TEXT PASSAGE:
● ● ● ● ●

By Joy Wiltermuth
Federal Reserve Chairman Jerome Powell has begun talking about a “softish landing” for the economy as the central bank squares off against high inflation by raising rates and cutting its nearly $9 trillion balance sheet.
But what if Powell instead retraces the policy steps of former Fed Chair Paul Volcker from 40 years ago in a quest to stamp out inflation, for good, even at the cost of an economic recession?
That’s a scenario that Societe Generale’s global quantitative research team studied in a client note Tuesday, now that an “inflation-fighting impulse” is in the air. The team, led by the French bank’s head of North American quant research Solomon Tadesse, concluded that it could take another 9.25% (see chart) of monetary-policy tightening to stamp out inflation, should the Fed adopt a sole focus on containing inflation.
“Given that rates have already been tightened by 2.5%, another 9.25% of monetary tightening might be expected via policy rate hikes and an aggressive QT program,” the team wrote.

● ● ● ● ●

DATA LISTING:
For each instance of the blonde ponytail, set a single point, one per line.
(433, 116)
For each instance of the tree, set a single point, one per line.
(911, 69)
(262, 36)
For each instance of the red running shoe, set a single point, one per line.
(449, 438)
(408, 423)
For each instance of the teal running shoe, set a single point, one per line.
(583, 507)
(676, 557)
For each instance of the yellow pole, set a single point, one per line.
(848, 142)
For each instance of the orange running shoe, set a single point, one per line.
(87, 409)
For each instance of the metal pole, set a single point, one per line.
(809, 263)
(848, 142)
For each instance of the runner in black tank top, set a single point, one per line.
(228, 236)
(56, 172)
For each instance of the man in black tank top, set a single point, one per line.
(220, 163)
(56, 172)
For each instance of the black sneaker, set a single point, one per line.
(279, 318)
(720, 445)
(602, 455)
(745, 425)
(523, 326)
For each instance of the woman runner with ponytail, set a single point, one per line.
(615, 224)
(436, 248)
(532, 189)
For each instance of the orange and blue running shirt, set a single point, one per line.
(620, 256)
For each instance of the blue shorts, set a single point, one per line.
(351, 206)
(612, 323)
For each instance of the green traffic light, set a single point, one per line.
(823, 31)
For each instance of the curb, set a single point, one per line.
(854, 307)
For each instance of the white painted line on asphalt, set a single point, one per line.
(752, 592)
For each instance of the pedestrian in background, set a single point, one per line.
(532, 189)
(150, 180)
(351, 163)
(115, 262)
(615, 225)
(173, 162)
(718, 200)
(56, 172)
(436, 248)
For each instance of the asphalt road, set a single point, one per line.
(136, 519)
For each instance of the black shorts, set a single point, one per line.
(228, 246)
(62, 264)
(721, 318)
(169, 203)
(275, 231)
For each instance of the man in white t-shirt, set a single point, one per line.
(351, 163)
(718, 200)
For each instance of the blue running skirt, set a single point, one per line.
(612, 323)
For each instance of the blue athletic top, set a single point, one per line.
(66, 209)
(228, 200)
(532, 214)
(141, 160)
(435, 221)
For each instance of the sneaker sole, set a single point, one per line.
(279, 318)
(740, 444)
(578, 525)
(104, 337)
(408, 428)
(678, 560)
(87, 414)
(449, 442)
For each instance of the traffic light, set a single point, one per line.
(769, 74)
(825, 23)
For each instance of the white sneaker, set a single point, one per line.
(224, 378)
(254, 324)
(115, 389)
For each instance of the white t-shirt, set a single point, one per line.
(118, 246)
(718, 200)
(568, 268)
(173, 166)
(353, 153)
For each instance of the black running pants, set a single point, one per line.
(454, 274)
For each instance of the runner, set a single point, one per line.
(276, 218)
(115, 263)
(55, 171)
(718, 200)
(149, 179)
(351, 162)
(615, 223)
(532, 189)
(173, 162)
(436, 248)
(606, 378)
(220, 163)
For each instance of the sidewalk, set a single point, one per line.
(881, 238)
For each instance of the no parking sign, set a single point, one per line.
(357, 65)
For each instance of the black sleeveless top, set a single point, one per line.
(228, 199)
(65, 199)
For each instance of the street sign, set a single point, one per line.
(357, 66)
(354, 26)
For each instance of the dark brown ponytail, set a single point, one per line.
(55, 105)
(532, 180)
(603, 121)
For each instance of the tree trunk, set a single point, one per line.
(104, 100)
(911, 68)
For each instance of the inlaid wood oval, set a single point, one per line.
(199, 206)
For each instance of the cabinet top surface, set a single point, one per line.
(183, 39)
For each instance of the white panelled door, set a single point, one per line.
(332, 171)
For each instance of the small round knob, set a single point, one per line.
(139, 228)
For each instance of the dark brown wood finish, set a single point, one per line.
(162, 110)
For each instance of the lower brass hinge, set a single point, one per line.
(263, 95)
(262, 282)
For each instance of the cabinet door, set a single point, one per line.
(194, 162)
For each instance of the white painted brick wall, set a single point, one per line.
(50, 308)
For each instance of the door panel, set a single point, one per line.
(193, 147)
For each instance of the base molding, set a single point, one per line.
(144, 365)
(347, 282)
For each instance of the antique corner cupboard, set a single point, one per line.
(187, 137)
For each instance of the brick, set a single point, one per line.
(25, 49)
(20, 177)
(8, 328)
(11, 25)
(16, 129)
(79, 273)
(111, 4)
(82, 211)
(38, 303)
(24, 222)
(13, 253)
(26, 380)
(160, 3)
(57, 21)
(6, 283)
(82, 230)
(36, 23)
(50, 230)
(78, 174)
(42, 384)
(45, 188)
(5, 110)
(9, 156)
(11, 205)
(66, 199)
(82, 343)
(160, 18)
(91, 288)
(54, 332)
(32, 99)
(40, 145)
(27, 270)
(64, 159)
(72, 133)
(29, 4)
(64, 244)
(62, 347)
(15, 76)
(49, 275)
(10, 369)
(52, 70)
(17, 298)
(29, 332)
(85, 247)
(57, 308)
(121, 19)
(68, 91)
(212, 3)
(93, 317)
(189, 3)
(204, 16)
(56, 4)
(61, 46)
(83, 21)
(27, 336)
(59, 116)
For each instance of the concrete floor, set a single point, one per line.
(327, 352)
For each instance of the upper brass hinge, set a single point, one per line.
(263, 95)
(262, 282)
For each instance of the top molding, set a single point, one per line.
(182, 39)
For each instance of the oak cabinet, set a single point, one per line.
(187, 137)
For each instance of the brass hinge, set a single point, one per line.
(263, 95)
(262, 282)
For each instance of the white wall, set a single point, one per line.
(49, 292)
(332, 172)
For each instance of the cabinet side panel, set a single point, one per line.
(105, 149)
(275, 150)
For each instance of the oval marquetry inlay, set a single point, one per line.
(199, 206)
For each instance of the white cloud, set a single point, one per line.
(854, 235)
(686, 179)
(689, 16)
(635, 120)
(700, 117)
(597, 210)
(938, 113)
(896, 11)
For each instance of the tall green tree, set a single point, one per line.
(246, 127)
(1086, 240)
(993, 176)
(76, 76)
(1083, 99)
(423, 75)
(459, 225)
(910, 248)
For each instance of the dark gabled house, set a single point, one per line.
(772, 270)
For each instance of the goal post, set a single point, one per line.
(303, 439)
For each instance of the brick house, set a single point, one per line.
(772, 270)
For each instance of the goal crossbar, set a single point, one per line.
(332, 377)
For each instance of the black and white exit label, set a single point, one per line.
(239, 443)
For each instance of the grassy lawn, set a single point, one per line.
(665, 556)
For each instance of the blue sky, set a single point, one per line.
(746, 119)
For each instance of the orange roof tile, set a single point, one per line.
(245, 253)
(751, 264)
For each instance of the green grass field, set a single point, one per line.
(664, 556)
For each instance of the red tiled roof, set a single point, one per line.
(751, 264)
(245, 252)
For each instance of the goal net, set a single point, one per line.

● ● ● ● ●

TASK GOAL: In the text on the Fed and inflation, who led the Societe Generale team that wrote the client note?

WRITTEN RESPONSE: Solomon Tadesse, the bank's head of North American quant research.